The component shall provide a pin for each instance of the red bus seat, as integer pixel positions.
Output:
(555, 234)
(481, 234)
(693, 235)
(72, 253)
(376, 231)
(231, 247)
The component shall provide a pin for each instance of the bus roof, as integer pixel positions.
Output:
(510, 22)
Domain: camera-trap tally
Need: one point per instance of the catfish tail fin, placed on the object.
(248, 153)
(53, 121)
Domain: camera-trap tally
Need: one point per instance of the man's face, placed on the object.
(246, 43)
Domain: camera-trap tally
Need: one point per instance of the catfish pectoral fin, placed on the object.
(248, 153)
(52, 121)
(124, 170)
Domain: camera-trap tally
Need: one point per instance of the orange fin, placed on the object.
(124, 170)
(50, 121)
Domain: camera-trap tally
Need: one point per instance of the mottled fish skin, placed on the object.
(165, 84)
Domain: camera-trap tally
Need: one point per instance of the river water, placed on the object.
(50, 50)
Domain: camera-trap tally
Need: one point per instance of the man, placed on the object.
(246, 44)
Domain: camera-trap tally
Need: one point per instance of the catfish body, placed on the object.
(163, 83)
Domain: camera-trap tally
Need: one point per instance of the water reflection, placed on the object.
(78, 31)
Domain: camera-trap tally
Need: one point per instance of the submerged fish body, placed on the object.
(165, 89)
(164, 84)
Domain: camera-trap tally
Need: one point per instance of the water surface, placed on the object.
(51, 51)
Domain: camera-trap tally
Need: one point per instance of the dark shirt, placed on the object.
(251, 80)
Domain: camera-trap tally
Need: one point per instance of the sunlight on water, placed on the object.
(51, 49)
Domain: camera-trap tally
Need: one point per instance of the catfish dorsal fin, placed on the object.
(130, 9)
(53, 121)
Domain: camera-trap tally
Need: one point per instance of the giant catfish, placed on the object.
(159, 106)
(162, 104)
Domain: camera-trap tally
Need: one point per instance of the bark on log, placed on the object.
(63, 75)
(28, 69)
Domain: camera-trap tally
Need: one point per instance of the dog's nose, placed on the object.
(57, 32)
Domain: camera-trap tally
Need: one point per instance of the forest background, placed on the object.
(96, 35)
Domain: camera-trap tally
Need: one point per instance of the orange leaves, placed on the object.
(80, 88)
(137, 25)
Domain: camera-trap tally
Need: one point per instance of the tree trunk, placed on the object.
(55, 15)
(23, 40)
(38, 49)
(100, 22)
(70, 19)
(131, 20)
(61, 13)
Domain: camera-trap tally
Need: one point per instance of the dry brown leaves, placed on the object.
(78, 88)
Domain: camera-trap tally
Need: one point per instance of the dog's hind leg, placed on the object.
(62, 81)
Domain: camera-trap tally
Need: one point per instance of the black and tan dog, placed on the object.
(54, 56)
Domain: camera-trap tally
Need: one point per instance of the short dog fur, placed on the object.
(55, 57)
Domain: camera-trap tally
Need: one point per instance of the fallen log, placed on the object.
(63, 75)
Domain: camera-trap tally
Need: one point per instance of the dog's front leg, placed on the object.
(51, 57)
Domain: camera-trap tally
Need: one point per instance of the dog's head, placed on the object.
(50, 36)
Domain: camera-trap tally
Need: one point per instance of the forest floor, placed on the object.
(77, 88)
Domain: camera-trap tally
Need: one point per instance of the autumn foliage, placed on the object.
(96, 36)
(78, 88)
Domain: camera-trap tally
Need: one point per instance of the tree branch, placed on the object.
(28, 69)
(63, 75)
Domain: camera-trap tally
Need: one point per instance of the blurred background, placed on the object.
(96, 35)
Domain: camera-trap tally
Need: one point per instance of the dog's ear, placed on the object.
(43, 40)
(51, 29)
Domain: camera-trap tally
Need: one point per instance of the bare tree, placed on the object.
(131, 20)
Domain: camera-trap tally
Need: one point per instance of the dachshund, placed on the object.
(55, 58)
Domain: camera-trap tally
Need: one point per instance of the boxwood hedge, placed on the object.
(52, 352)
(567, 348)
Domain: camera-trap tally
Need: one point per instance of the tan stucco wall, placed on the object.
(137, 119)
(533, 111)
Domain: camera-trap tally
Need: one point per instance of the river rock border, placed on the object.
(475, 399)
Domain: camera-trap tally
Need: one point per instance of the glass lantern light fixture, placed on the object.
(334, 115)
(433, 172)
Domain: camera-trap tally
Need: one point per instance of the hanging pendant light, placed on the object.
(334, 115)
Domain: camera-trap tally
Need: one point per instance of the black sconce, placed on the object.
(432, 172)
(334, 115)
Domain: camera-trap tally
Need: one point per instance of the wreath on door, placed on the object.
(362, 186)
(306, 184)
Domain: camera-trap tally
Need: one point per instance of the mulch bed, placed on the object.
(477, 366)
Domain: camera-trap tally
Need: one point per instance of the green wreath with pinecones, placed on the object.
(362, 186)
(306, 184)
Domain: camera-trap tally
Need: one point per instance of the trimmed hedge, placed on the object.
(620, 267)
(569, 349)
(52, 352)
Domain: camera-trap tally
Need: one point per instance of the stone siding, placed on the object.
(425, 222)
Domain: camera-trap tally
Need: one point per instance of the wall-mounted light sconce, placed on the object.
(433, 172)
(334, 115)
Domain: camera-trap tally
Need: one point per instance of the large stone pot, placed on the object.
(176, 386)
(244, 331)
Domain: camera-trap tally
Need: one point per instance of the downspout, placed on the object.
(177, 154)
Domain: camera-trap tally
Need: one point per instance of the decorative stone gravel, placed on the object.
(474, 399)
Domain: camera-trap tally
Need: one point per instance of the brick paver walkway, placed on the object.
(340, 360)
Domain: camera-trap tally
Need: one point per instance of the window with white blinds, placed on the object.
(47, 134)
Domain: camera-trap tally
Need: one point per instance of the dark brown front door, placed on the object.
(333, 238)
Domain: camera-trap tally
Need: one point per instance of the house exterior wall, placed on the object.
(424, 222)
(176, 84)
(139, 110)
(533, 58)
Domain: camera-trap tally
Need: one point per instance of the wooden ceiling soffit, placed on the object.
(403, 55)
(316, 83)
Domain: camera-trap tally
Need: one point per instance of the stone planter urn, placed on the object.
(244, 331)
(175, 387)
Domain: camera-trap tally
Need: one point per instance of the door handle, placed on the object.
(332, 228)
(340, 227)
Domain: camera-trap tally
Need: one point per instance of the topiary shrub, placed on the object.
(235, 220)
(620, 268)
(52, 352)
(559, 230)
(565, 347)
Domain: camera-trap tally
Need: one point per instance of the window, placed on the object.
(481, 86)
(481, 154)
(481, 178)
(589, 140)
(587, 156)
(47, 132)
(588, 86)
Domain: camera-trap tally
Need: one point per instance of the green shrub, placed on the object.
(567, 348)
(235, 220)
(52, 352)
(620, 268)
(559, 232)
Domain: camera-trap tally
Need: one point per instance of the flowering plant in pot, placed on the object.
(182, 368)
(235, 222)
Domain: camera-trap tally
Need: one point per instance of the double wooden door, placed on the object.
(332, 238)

▶ _What is required_: Transcribe the entire listing above precisely.

▶ _Result of this task_:
The component shall provide a pin for each instance of the red bus seat, as integer pixel positions.
Output:
(555, 234)
(481, 234)
(693, 235)
(72, 253)
(376, 231)
(231, 247)
The component shall provide a pin for each instance of the bus roof, as integer pixel positions.
Output:
(510, 22)
Domain: camera-trap tally
Need: one point per instance of the catfish tail fin, placed on the object.
(248, 153)
(53, 121)
Domain: camera-trap tally
Need: one point per instance of the man's face, placed on the object.
(246, 43)
Domain: camera-trap tally
Need: one point per instance of the catfish pectoral fin, placed on the object.
(248, 153)
(52, 121)
(124, 170)
Domain: camera-trap tally
Need: one point per instance of the orange fin, placed on the object.
(124, 170)
(50, 121)
Domain: camera-trap tally
Need: one point per instance of the mottled fish skin, placed on the object.
(165, 84)
Domain: camera-trap tally
Need: one point per instance of the river water, placed on the object.
(50, 50)
Domain: camera-trap tally
Need: one point per instance of the man, placed on the object.
(246, 44)
Domain: camera-trap tally
Need: one point per instance of the catfish body, placed on the object.
(163, 83)
Domain: camera-trap tally
Need: one point per instance of the water reflection, placed on the object.
(78, 31)
Domain: camera-trap tally
Need: one point per instance of the submerged fish body, placed on the object.
(165, 89)
(164, 84)
Domain: camera-trap tally
Need: one point per instance of the water surface, placed on the object.
(51, 51)
Domain: camera-trap tally
Need: one point per instance of the dark shirt, placed on the object.
(251, 80)
Domain: camera-trap tally
Need: one point per instance of the sunlight on water, placed on the object.
(51, 49)
Domain: camera-trap tally
Need: one point per instance of the catfish dorsal fin, placed on the object.
(130, 9)
(53, 121)
Domain: camera-trap tally
Need: one point per instance of the giant catfish, placed on the object.
(159, 106)
(162, 104)
Domain: camera-trap tally
Need: one point per instance of the bark on log, placed on the object.
(63, 75)
(28, 69)
Domain: camera-trap tally
Need: one point per instance of the dog's nose, placed on the object.
(57, 32)
Domain: camera-trap tally
Need: one point per instance of the forest background, placed on the object.
(96, 35)
Domain: camera-trap tally
Need: one point per instance of the orange leaves, placed on the object.
(80, 88)
(137, 25)
Domain: camera-trap tally
Need: one point per instance of the tree trunk, placed on the object.
(55, 15)
(23, 40)
(38, 49)
(100, 22)
(70, 19)
(131, 20)
(61, 13)
Domain: camera-trap tally
Need: one point per instance of the dry brown leaves, placed on the object.
(78, 88)
Domain: camera-trap tally
Need: one point per instance of the dog's hind leg, placed on the object.
(62, 81)
Domain: camera-trap tally
Need: one point per instance of the black and tan dog, placed on the object.
(54, 56)
Domain: camera-trap tally
Need: one point per instance of the short dog fur, placed on the object.
(55, 57)
Domain: camera-trap tally
Need: one point per instance of the fallen log, placed on the object.
(63, 75)
Domain: camera-trap tally
Need: one point per instance of the dog's front leg, placed on the object.
(51, 57)
Domain: camera-trap tally
Need: one point per instance of the dog's head, placed on the object.
(50, 36)
Domain: camera-trap tally
Need: one point per instance of the forest floor, placed on the object.
(77, 88)
Domain: camera-trap tally
Need: one point per instance of the autumn foliage, placed on the object.
(96, 36)
(78, 88)
Domain: camera-trap tally
Need: one point per instance of the tree branch, placed on the object.
(28, 69)
(63, 75)
Domain: camera-trap tally
Need: one point per instance of the blurred background, placed on the object.
(96, 35)
Domain: camera-trap tally
Need: one point per instance of the dog's ear, placed on the object.
(43, 40)
(51, 29)
Domain: camera-trap tally
Need: one point per instance of the bare tree, placed on the object.
(131, 20)
Domain: camera-trap tally
Need: one point per instance of the dachshund, placed on the object.
(55, 58)
Domain: camera-trap tally
Need: one point per instance of the boxwood hedge, placed on the object.
(52, 352)
(567, 348)
Domain: camera-trap tally
Need: one point per instance of the tan stucco wall, placed on the object.
(137, 119)
(533, 111)
Domain: camera-trap tally
Need: one point per instance of the river rock border, placed on the object.
(475, 399)
Domain: camera-trap tally
Need: one point per instance of the glass lantern light fixture, placed on the object.
(334, 115)
(433, 172)
Domain: camera-trap tally
Need: one point per instance of the hanging pendant light, placed on the object.
(334, 115)
Domain: camera-trap tally
Need: one point per instance of the black sconce, placed on the object.
(432, 172)
(334, 115)
Domain: camera-trap tally
Need: one point per instance of the wreath on door, placed on the object.
(362, 186)
(306, 184)
Domain: camera-trap tally
Need: one point per instance of the mulch bed, placed on the object.
(477, 366)
Domain: camera-trap tally
Need: one point per instance of the green wreath with pinecones, placed on the object.
(362, 186)
(306, 184)
Domain: camera-trap tally
Need: one point per instance of the trimmed hedge, placed on the object.
(620, 267)
(569, 349)
(52, 352)
Domain: camera-trap tally
Need: one point per instance of the stone siding, placed on the object.
(425, 222)
Domain: camera-trap tally
Need: one point per instance of the wall-mounted light sconce, placed on the object.
(433, 172)
(334, 115)
Domain: camera-trap tally
Need: one point per instance of the large stone pot, placed on the object.
(176, 386)
(244, 331)
Domain: camera-trap tally
Need: one point per instance of the downspout, placed on the object.
(177, 154)
Domain: camera-trap tally
Need: one point per instance of the decorative stone gravel, placed on the object.
(474, 399)
Domain: camera-trap tally
Need: one point per instance of the brick paver walkway, placed on the object.
(340, 360)
Domain: camera-trap tally
Need: one point per instance of the window with white blinds, placed on the object.
(47, 134)
Domain: camera-trap tally
Need: one point per instance of the dark brown front door, placed on the object.
(333, 238)
Domain: camera-trap tally
Need: one point per instance of the house exterior wall, placed on the object.
(424, 222)
(176, 84)
(139, 110)
(533, 58)
Domain: camera-trap tally
Need: one point per instance of the wooden ceiling soffit, placed on the object.
(403, 55)
(316, 83)
Domain: camera-trap tally
Need: one point per instance of the stone planter urn, placed on the object.
(244, 331)
(175, 387)
Domain: camera-trap tally
Need: one point per instance of the door handle, placed on the object.
(332, 228)
(340, 227)
Domain: camera-trap tally
Need: one point per instance of the topiary shrub, placed on the object.
(235, 220)
(620, 268)
(52, 352)
(559, 230)
(565, 347)
Domain: camera-trap tally
Need: one point per instance of the window, placed on the object.
(481, 86)
(481, 154)
(481, 178)
(589, 140)
(587, 156)
(47, 132)
(588, 86)
Domain: camera-trap tally
Need: one point per instance of the green shrub, placed on the object.
(567, 348)
(235, 220)
(52, 352)
(620, 268)
(559, 232)
Domain: camera-trap tally
Need: one point per instance of the flowering plant in pot, placed on the object.
(182, 368)
(235, 222)
Domain: camera-trap tally
Need: one point per instance of the double wooden door, placed on the object.
(332, 238)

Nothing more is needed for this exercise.